WHAT TO DO —
Since the entries below must stay intact, return each one exactly.

(Excerpts from a dataset)
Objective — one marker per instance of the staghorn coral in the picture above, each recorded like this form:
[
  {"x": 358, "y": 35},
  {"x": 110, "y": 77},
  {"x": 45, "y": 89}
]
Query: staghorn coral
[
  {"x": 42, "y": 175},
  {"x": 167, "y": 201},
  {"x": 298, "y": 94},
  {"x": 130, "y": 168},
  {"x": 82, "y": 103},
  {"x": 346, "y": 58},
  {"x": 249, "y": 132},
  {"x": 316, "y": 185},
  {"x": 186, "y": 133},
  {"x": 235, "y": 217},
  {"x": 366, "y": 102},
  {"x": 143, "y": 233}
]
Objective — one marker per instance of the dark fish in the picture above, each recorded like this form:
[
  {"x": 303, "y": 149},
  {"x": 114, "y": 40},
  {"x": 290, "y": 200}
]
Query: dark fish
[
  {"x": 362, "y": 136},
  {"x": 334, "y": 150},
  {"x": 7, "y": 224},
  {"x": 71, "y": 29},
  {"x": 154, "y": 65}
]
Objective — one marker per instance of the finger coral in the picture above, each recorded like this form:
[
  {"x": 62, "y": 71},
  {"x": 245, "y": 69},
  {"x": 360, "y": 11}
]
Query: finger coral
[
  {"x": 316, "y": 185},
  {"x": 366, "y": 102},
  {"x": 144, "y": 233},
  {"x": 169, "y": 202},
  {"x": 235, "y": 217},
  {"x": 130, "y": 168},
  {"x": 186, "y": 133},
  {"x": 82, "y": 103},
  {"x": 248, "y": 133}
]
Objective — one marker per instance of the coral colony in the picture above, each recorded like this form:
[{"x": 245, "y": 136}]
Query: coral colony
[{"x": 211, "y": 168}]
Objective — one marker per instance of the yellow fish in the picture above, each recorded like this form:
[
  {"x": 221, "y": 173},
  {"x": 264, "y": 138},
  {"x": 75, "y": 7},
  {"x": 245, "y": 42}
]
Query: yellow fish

EXERCISE RESULT —
Objective — one marker per instance of the staghorn coral in the picture above, each recorded like this form:
[
  {"x": 358, "y": 35},
  {"x": 110, "y": 77},
  {"x": 45, "y": 89}
]
Query: staghorn coral
[
  {"x": 42, "y": 175},
  {"x": 167, "y": 201},
  {"x": 298, "y": 94},
  {"x": 130, "y": 168},
  {"x": 82, "y": 103},
  {"x": 346, "y": 58},
  {"x": 249, "y": 132},
  {"x": 316, "y": 185},
  {"x": 186, "y": 133},
  {"x": 235, "y": 217},
  {"x": 366, "y": 102},
  {"x": 143, "y": 233}
]
Objective — one marker per instance of the dark fish in the picture above, each recorded like this form:
[
  {"x": 303, "y": 149},
  {"x": 114, "y": 40},
  {"x": 290, "y": 200}
]
Query: dark fish
[
  {"x": 362, "y": 136},
  {"x": 334, "y": 150},
  {"x": 7, "y": 224},
  {"x": 71, "y": 29},
  {"x": 154, "y": 65}
]
Objective — one marker per instance of the finger coral in the picture above, each recorded like this form:
[
  {"x": 62, "y": 71},
  {"x": 245, "y": 69},
  {"x": 360, "y": 11}
]
Query: finger coral
[
  {"x": 316, "y": 185},
  {"x": 366, "y": 102},
  {"x": 144, "y": 233},
  {"x": 169, "y": 202},
  {"x": 235, "y": 217},
  {"x": 130, "y": 168},
  {"x": 186, "y": 133},
  {"x": 82, "y": 103},
  {"x": 248, "y": 133}
]
Objective — one marker per instance of the coral colony in the picture above, each recorded like this form:
[{"x": 245, "y": 136}]
Query: coral colony
[{"x": 211, "y": 168}]
Objective — one marker per instance of the yellow fish in the picture above, each recorded like this form:
[
  {"x": 221, "y": 173},
  {"x": 264, "y": 138},
  {"x": 75, "y": 7},
  {"x": 245, "y": 42}
]
Query: yellow fish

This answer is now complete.